### Set task
Pick out each line of the items that contains the word "jacket", and copy those lines. Letter case counts.

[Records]
## begin

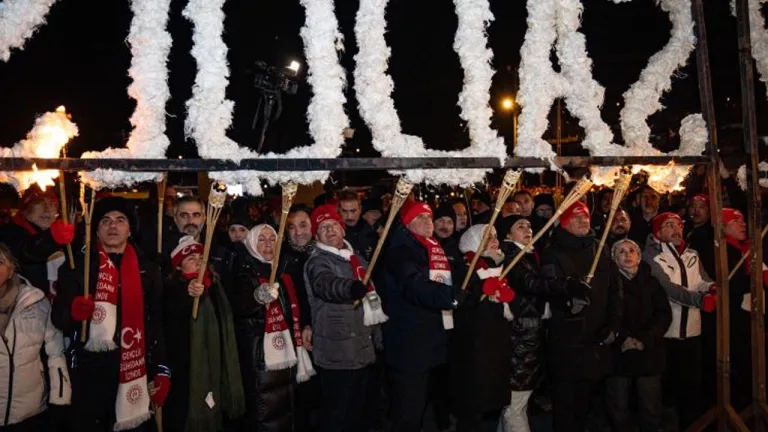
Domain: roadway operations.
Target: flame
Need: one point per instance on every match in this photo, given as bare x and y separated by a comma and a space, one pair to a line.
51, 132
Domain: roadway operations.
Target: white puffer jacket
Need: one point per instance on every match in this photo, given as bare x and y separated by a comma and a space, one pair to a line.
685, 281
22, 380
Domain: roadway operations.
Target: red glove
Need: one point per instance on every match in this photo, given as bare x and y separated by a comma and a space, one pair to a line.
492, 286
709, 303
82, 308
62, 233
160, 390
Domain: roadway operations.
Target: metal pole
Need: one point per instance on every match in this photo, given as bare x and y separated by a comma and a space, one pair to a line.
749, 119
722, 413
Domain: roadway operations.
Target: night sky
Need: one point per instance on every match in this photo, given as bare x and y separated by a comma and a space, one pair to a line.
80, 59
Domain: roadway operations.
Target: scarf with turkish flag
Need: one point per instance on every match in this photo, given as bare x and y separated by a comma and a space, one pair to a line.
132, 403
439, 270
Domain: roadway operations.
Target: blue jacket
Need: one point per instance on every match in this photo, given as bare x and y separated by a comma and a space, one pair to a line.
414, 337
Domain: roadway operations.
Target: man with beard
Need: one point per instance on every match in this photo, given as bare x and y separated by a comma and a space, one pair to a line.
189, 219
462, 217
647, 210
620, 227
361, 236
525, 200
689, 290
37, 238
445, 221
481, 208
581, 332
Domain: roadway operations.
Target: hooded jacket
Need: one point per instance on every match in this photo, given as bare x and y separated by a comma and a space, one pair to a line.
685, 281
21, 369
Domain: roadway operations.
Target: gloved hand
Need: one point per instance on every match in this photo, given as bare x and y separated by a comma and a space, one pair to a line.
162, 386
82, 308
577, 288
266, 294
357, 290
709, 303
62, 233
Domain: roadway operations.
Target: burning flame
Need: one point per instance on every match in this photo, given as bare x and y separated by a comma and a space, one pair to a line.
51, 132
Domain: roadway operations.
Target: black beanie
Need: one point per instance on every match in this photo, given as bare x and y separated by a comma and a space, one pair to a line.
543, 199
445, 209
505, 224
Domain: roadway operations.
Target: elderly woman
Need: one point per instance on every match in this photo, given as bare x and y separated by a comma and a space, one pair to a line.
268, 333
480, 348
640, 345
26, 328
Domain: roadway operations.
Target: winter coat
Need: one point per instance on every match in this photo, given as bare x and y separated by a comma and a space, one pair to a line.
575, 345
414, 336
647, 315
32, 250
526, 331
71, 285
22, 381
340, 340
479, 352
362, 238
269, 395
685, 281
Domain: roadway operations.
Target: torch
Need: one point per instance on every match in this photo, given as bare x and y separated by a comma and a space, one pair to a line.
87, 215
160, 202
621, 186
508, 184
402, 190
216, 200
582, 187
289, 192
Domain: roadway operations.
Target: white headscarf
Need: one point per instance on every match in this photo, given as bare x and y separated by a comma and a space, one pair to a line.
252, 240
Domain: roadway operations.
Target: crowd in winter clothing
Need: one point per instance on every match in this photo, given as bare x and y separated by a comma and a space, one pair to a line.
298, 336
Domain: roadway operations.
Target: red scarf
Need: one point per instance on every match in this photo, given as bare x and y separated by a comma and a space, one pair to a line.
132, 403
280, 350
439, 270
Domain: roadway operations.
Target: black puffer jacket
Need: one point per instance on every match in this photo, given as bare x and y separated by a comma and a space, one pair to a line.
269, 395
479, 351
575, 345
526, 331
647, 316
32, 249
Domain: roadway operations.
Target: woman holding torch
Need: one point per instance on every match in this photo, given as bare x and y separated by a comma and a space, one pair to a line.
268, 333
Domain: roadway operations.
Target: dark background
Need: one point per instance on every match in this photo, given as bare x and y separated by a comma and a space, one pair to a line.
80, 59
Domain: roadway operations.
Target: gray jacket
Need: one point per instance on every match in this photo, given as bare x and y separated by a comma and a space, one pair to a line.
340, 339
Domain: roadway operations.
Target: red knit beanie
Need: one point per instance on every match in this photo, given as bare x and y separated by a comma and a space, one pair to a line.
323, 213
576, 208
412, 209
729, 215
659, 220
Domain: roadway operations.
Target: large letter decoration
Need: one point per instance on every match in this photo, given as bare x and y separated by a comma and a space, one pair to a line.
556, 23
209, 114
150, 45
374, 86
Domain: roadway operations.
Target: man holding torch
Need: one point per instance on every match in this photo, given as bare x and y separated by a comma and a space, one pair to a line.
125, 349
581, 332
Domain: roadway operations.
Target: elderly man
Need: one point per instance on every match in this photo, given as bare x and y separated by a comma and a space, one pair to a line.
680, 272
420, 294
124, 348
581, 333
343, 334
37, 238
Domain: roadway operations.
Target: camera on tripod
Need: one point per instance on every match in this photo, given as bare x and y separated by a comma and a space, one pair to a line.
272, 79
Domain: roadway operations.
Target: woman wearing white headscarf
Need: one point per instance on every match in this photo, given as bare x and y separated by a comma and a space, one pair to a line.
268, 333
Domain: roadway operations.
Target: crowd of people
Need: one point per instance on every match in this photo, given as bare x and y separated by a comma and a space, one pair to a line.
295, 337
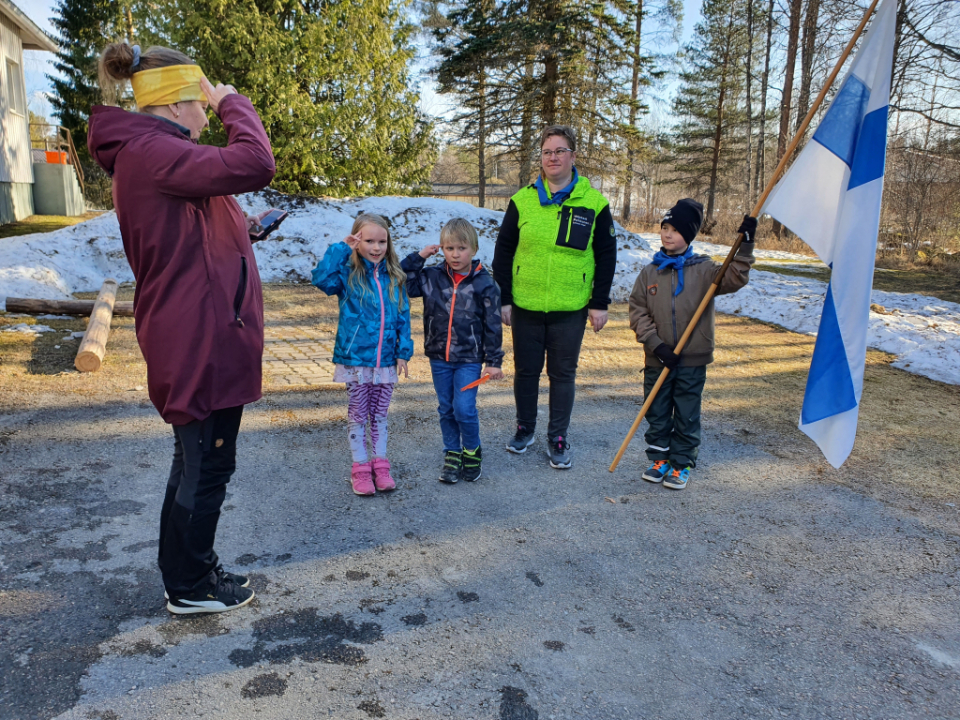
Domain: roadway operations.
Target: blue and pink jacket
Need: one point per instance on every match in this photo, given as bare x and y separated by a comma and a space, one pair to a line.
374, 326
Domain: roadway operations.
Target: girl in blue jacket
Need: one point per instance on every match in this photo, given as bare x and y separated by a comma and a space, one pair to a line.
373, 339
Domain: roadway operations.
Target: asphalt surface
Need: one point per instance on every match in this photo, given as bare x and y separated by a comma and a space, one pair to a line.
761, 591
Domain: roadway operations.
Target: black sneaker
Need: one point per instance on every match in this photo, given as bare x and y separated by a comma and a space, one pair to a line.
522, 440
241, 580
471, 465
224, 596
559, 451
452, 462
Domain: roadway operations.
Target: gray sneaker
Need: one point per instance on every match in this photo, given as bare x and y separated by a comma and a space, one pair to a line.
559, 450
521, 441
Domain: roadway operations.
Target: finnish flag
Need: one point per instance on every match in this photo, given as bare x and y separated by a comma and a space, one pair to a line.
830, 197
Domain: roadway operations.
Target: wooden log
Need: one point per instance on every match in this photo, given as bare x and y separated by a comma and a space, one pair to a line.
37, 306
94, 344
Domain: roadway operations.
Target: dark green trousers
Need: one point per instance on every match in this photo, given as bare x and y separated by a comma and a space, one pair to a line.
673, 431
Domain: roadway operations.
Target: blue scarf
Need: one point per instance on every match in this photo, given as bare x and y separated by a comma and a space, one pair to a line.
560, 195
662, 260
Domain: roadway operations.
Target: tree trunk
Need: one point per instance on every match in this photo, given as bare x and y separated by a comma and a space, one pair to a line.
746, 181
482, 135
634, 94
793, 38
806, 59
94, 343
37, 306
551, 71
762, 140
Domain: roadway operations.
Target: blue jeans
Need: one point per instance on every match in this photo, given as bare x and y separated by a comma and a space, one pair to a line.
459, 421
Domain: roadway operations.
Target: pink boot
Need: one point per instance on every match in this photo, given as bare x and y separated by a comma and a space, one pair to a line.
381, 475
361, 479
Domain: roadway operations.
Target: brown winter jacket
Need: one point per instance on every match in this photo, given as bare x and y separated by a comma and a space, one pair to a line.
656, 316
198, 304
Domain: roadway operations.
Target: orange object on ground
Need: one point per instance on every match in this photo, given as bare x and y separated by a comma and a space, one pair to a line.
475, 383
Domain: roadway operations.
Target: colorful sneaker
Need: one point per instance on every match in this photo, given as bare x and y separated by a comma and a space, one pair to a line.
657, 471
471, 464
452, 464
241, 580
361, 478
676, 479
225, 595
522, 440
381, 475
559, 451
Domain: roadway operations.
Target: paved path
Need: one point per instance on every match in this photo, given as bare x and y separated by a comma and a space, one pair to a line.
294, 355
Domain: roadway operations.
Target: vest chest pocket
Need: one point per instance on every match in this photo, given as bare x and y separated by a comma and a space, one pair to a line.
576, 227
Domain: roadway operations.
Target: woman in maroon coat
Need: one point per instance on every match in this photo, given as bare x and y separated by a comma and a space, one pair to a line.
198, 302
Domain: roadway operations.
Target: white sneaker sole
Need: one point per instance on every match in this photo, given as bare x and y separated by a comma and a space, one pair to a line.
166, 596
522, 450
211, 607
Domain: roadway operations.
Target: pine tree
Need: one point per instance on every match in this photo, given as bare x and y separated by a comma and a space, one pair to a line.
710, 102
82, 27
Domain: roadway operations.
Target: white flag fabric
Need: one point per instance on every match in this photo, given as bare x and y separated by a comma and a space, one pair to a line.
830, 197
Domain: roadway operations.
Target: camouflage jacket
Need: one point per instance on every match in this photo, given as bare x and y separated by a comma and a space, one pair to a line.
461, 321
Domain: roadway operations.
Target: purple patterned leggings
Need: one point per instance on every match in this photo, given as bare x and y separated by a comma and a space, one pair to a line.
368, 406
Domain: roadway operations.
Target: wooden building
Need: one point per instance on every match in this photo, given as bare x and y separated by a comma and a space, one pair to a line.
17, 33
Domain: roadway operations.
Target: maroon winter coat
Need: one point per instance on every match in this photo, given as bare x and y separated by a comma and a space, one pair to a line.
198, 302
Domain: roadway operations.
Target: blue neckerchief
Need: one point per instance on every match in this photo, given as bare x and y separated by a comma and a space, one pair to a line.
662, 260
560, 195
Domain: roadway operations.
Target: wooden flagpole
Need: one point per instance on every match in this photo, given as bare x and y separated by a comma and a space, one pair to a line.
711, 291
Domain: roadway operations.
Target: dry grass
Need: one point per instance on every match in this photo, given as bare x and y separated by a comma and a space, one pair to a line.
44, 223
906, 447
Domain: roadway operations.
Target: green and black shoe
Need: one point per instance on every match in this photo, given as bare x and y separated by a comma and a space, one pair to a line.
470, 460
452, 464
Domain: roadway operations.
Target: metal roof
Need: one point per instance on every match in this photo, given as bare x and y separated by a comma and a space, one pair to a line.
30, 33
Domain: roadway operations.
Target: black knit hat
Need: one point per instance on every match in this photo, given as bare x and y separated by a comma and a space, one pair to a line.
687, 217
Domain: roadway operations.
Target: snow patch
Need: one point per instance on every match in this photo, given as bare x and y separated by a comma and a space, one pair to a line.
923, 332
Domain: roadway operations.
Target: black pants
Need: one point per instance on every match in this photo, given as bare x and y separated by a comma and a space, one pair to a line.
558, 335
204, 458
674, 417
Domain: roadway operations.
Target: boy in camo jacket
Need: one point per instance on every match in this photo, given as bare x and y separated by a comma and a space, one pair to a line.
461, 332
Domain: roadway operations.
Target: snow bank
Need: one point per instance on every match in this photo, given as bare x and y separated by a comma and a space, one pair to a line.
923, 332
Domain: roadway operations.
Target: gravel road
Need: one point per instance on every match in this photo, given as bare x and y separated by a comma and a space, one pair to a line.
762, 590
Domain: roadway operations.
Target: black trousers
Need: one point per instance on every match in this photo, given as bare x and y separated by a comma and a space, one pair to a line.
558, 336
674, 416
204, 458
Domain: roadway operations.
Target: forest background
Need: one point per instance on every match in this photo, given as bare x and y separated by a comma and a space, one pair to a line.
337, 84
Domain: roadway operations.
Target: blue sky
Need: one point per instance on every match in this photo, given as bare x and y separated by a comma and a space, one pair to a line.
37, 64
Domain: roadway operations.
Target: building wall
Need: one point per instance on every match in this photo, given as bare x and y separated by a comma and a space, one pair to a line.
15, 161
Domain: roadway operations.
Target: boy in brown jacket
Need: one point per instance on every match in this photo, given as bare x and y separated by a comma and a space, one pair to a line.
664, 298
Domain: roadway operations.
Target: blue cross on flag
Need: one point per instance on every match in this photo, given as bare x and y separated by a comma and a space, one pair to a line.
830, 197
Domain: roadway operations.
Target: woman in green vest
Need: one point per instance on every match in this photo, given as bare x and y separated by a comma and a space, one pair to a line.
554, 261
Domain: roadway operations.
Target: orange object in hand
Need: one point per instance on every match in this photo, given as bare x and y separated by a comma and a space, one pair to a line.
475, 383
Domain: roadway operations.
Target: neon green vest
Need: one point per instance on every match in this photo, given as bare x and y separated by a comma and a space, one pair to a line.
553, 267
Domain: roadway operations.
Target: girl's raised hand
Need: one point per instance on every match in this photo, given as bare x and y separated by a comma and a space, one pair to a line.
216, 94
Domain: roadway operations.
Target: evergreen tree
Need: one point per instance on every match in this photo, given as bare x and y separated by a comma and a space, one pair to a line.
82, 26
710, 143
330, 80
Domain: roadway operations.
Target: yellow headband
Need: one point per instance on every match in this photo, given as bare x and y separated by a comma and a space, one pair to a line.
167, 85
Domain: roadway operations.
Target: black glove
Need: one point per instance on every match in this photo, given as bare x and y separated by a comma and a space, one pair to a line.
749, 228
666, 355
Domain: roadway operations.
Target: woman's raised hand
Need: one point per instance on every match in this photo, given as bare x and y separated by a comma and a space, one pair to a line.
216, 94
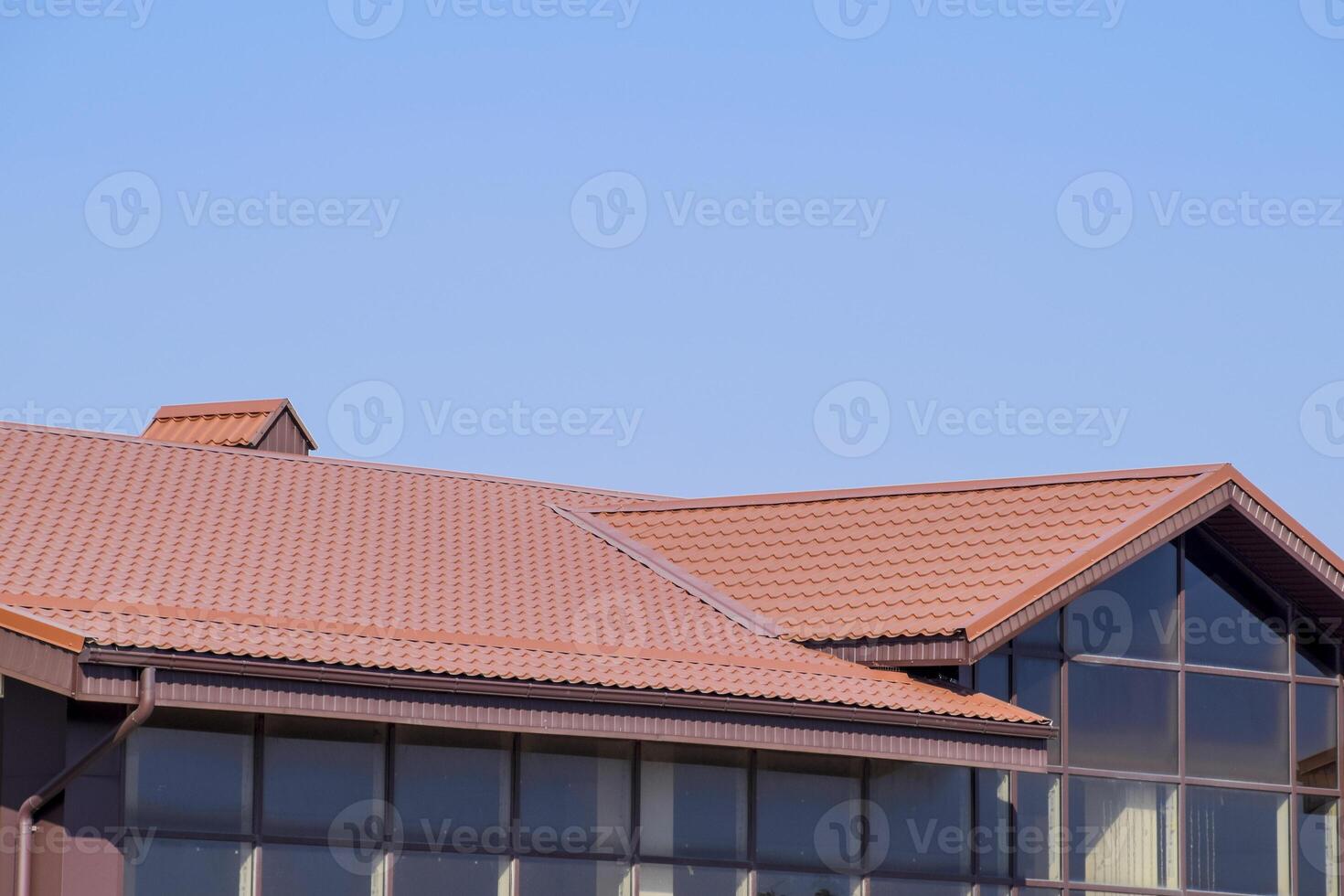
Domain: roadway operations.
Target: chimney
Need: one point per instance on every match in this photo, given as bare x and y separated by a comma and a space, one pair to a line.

## end

### Response
Target: white puffer jacket
Target: blue jacket
Target: hooded jacket
Target: black puffer jacket
Target: gray jacket
Target: blue and pink jacket
Target: girl in blue jacket
Target: brown winter jacket
Target: camouflage jacket
Target: boy in camo jacket
Target: boy in brown jacket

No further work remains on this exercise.